▶ [TASK DESCRIPTION]:
How would you put this sentence from the passage on religious themes in science fiction movies into Spanish: "During the sixties and seventies, popular American science fiction looked to the stars and saw a Cold War there."?

Kathryn Jean Lopez pointed yesterday to this interesting City Journal article about religious themes in science fiction movies.

here is a small excerpt, but go read the rest, especially if you like science fiction at all.

What did happen? Not to Shmi, whose curious reproductive history the Star Wars movies also never bothered to explain, but to the Star Wars movies themselves—whose earlier trilogy mostly avoided biblical inspiration but whose more recent installments shifted so sharply toward Christianity? More generally, why has mainstream sci-fi and fantasy as a whole become so religious? One reason may be the religious revival that the United States and much of the world have been undergoing since the 1970s. This “revenge of God,” in French scholar Gilles Kepel’s phrase, has seemingly begun to be felt even in secular Hollywood.

But another reason surely lies in geopolitics. During the sixties and seventies, popular American science fiction looked to the stars and saw a Cold War there. Consider Star Trek, the franchise that, as a TV show from 1966 to 1969 and later as a series of movies, chronicled the adventures of Captain Kirk, Mr. Spock, and the crew of the USS—“United Starship”—Enterprise, representatives of a democratic United Federation of Planets that held an uneasy truce with the warlike, autocratic Klingon Empire. The real-world parallels were unmistakable. “Of course Star Trek was about the Cold War,” critic Paul Cantor recently observed. “The United Federation of Planets was the United States and its free-world allies, the Klingons were the Soviet Union and the Communist bloc.”

▶ [DATASET SECTION]:
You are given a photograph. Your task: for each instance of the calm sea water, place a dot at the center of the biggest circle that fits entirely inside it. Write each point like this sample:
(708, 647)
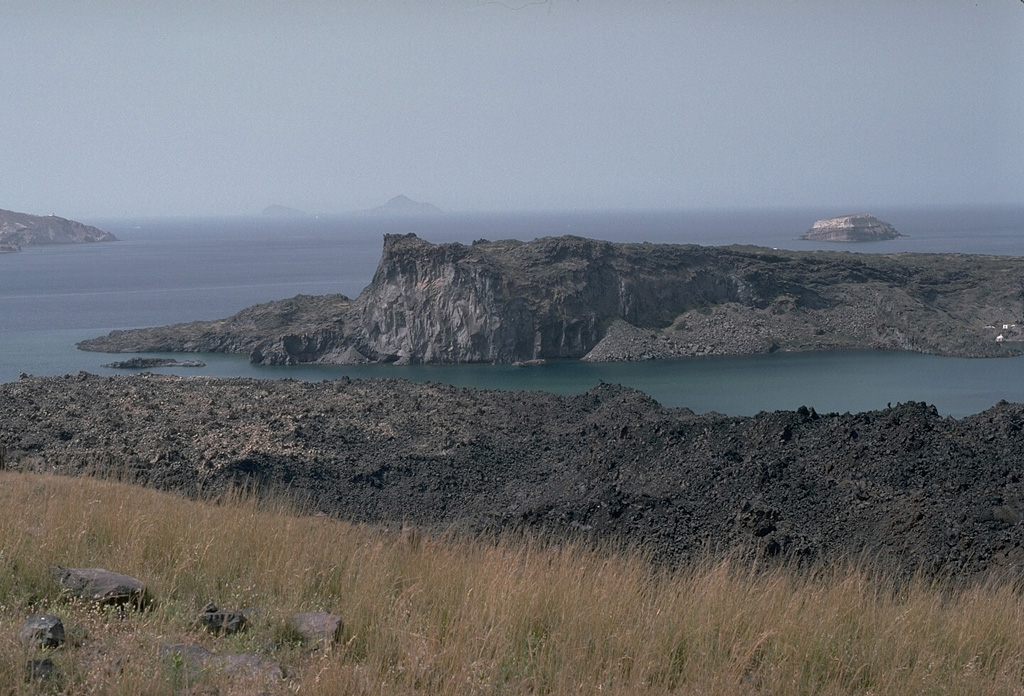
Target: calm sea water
(170, 270)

▶ [TASK ANSWER]:
Durante los años sesenta y setenta, la ciencia ficción popular estadounidense miró a las estrellas y vio allí una Guerra Fría.